DATASET ENTRIES:
==================================================

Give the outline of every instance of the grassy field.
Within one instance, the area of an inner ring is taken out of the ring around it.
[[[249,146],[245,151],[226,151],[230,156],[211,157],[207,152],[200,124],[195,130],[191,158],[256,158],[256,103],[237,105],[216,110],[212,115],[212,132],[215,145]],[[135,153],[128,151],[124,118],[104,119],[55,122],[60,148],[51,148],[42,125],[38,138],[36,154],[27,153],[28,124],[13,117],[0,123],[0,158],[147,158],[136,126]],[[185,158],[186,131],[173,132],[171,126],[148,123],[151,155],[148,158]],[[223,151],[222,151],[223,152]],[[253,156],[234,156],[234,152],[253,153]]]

==================================================

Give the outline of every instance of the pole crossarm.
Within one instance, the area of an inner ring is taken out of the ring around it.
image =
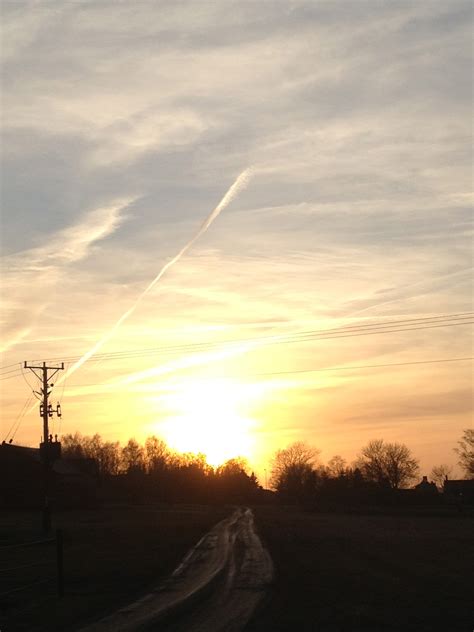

==================================================

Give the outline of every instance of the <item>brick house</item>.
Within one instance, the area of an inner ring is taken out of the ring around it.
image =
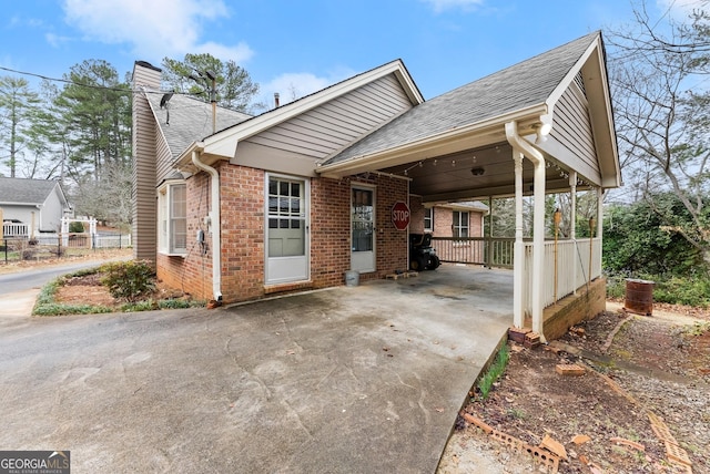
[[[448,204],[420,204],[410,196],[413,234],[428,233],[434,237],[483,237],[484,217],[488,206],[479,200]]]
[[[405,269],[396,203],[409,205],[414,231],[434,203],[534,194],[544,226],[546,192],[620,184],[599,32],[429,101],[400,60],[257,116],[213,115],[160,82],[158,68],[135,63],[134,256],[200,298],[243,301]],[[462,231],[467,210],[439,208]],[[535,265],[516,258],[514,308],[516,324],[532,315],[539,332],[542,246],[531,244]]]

==================================================

SET EXERCISE: Find each line in the rows above that contains the string "outline" with matching case, and copy those lines out.

COMPLETE RESPONSE:
Give the outline of every instance of the grassy field.
Give the outline of every instance of the pole crossarm.
Give the outline of every instance of the <item>brick house</item>.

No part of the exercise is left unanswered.